§ Coordinate annotation records:
━━━━━━━━━━
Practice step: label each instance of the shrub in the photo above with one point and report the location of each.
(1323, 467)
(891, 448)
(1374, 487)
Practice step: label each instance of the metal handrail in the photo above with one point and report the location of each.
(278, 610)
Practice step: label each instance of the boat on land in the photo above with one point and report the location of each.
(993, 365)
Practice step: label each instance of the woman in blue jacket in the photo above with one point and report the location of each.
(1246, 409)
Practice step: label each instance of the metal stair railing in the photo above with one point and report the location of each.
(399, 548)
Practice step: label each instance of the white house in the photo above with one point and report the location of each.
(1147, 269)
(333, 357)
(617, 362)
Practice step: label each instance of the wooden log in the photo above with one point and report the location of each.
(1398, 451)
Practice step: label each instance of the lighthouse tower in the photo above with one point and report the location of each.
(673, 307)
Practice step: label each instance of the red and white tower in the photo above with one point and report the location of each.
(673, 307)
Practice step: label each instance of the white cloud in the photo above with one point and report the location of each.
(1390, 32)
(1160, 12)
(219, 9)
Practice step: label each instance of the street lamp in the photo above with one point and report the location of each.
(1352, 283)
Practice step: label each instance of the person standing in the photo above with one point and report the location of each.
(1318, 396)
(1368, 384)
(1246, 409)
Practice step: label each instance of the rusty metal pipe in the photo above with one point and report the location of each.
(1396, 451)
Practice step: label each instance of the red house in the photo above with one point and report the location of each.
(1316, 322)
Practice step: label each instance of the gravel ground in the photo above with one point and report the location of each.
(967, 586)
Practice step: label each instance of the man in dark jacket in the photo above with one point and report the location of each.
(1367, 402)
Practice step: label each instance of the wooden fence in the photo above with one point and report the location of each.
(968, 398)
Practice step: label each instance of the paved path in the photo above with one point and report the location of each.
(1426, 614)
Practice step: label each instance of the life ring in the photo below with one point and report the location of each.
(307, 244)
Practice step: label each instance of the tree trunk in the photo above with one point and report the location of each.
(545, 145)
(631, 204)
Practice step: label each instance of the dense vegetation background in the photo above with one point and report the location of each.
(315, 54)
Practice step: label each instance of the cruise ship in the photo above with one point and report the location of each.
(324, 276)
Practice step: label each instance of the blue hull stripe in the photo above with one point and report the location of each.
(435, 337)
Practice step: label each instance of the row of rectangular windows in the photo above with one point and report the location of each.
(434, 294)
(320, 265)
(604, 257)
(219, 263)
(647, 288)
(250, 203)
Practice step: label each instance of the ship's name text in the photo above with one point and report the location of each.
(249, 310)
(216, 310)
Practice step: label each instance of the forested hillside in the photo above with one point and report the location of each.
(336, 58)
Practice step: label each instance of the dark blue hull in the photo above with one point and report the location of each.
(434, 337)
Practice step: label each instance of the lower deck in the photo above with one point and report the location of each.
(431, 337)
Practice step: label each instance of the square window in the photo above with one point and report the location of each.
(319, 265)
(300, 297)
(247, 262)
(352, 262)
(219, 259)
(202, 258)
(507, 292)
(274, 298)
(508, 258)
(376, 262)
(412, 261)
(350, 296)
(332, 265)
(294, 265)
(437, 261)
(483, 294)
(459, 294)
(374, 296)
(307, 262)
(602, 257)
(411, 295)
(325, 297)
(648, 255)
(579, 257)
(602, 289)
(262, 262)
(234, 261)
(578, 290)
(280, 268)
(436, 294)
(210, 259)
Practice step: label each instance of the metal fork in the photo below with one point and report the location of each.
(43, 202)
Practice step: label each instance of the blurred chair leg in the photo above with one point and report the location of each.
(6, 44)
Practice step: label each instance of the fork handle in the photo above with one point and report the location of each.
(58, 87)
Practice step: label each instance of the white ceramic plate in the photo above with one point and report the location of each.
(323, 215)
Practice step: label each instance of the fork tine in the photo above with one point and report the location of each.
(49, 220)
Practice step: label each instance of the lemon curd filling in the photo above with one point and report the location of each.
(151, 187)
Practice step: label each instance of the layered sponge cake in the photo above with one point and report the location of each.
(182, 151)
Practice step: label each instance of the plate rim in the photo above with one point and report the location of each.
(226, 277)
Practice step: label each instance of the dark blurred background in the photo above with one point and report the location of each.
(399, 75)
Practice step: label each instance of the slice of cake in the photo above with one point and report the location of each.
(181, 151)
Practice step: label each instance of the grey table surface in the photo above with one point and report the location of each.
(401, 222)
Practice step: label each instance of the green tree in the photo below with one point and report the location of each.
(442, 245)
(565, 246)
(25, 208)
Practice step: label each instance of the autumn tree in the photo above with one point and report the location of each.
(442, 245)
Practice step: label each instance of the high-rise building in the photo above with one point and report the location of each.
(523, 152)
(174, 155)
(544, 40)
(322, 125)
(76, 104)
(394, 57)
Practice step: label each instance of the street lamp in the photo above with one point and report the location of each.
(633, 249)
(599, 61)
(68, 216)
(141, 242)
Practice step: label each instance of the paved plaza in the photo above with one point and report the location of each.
━━━━━━━━━━
§ What to produce:
Please rewrite all of the items above as a numbered list, leaving out any blank lines.

§ Finished exercise:
1. Practice step: label each instance of the shrub in the photo above with one point and report the location of each.
2. (1323, 467)
3. (891, 448)
4. (1374, 487)
5. Practice step: label each instance of the metal handrail in the photo above with one point and report the location of each.
6. (278, 610)
7. Practice step: label each instance of the boat on land in the photo above with one point and report the location of each.
8. (993, 365)
9. Practice step: label each instance of the woman in blue jacket in the photo above with one point and report the location of each.
10. (1246, 409)
11. Practice step: label each instance of the metal stair railing in the photo above with one point and report the location of each.
12. (399, 548)
13. Practice step: label each instance of the white house in the photo above with one point and report the location of each.
14. (1147, 269)
15. (333, 357)
16. (617, 362)
17. Practice step: label each instance of the wooden log in the photo above with one point and report the location of each.
18. (1398, 451)
19. Practice step: label each instance of the lighthouse tower in the photo above with one point and report the location of each.
20. (673, 307)
21. Practice step: label each instance of the red and white tower in the photo above with one point and report the location of each.
22. (673, 307)
23. Practice step: label each instance of the white cloud in the photo above with one point and report the location of each.
24. (1390, 32)
25. (1160, 12)
26. (219, 9)
27. Practice step: label each instance of the street lamp in the photo above with one point and report the location of each.
28. (1352, 283)
29. Practice step: label each instance of the person standing in the photo above with one point and report the location of each.
30. (1318, 396)
31. (1368, 384)
32. (1246, 409)
33. Practice step: label each instance of the rusty metal pipe in the photo above with one point and report the location of each.
34. (1396, 451)
35. Practice step: label each instance of the red house in the photo above with one point and report the location of each.
36. (1316, 322)
37. Practice step: label each instance of the gravel ground in the photo above with one point and report the location of each.
38. (967, 586)
39. Practice step: label each instance of the man in dark jacket in the photo above with one point and report the location of each.
40. (1367, 402)
41. Practice step: label each instance of the wooden fence in the photo above with one point and report the location of each.
42. (968, 398)
43. Practice step: label each instance of the paved path in the photo above with one point and report the location of each.
44. (1426, 614)
45. Practice step: label each instance of the life ring in the photo below with one point and report the location of each.
46. (307, 244)
47. Practice step: label each instance of the tree trunk in the photo above with one point and report the location of each.
48. (545, 145)
49. (631, 204)
50. Practice step: label each instance of the dense vegetation background in the photo above with one point and report the location of each.
51. (315, 54)
52. Practice step: label each instance of the cruise ship in the photo above with one point and report the location of each.
53. (324, 276)
54. Practice step: label each instance of the blue hull stripe in the photo above with one point and report the location of each.
55. (435, 337)
56. Practice step: label each instance of the row of rectangular windows in the photo above with one point and report the location of each.
57. (434, 294)
58. (320, 265)
59. (604, 257)
60. (219, 263)
61. (647, 288)
62. (250, 203)
63. Practice step: label each instance of the ship's name text in the photo above with one point and report the location of each.
64. (249, 310)
65. (216, 310)
66. Practice step: label each instance of the forested hillside in the photo above with one point and report the location of each.
67. (336, 58)
68. Practice step: label each instance of the dark blue hull in the photo above with one point and report the location of each.
69. (434, 337)
70. Practice step: label each instance of the lower deck in the photo above with one point and report the location of each.
71. (431, 337)
72. Practice step: label each instance of the square window in the photo above with one point and report the location of each.
73. (319, 265)
74. (300, 297)
75. (247, 262)
76. (352, 262)
77. (219, 259)
78. (202, 258)
79. (507, 292)
80. (274, 298)
81. (508, 258)
82. (376, 262)
83. (412, 261)
84. (350, 296)
85. (332, 265)
86. (294, 265)
87. (437, 261)
88. (483, 294)
89. (459, 294)
90. (374, 296)
91. (307, 262)
92. (602, 257)
93. (411, 295)
94. (325, 297)
95. (648, 255)
96. (579, 257)
97. (602, 289)
98. (262, 262)
99. (234, 261)
100. (578, 290)
101. (280, 268)
102. (436, 294)
103. (210, 259)
104. Practice step: label each instance of the metal fork in the photo below with one point and report the location of each.
105. (43, 202)
106. Practice step: label each instance of the blurred chair leg in the photo above with one point and report the location of each.
107. (6, 44)
108. Practice step: label each instance of the fork handle in the photo above with one point and report the location of each.
109. (58, 87)
110. Practice step: label each instance of the white ceramic plate in the photo above with one point and report the location of each.
111. (323, 215)
112. Practice step: label each instance of the fork tine in the photo above with one point and report the location of each.
113. (49, 220)
114. Practice step: label each instance of the lemon curd filling in the photo above with one point and report the location of each.
115. (151, 187)
116. Practice step: label each instance of the layered sponge cake in the photo above with one point and report the location of each.
117. (182, 151)
118. Practice step: label each instance of the plate rim in the photo above with one point and report the location of each.
119. (226, 277)
120. Practice step: label each instance of the dark blurred background in the photo above with one point and report the location of each.
121. (399, 75)
122. Practice step: label each instance of the slice of cake in the photo above with one point and report the location of each.
123. (181, 151)
124. Practice step: label each instance of the grey table surface in the photo above with one point and report the location of each.
125. (401, 222)
126. Practice step: label each instance of the green tree in the photo below with one point and report the location of each.
127. (442, 245)
128. (565, 246)
129. (25, 208)
130. Practice step: label each instance of the autumn tree in the photo above with one point and report the location of each.
131. (442, 245)
132. Practice step: label each instance of the high-rise building in the photo above with one point and report the location of each.
133. (523, 152)
134. (174, 155)
135. (544, 40)
136. (322, 125)
137. (76, 104)
138. (394, 57)
139. Practice step: label each instance of the street lamp in the photo above with one point and report the location of each.
140. (633, 249)
141. (599, 61)
142. (68, 216)
143. (141, 242)
144. Practice step: label each instance of the paved plaza in the photo above with one point and report the location of each.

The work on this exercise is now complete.